▸ **About this task**
Repeat every entry word for word, but leave the images out of your copy.

··· Dataset content ···

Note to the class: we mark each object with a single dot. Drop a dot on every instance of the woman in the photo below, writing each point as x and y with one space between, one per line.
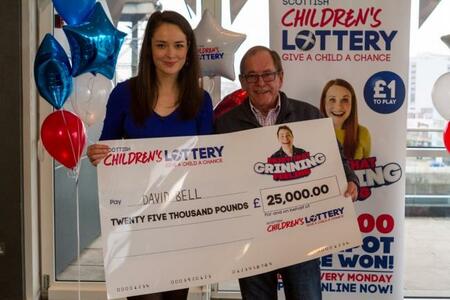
338 101
163 100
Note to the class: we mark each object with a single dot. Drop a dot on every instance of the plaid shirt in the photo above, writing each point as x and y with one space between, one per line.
271 116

···

▸ **Expected answer**
Note to the class: we mark each object with a single dot. Drop a dot on every instance of the woman in the photo below, writing each point as x and y with one space between, one per line.
338 101
163 100
Note to the class: we mark each object with a single dot. Drop a dot on every instance of the plaid shirt in the photo above, writing each point as x and y with one space between, one per line.
271 116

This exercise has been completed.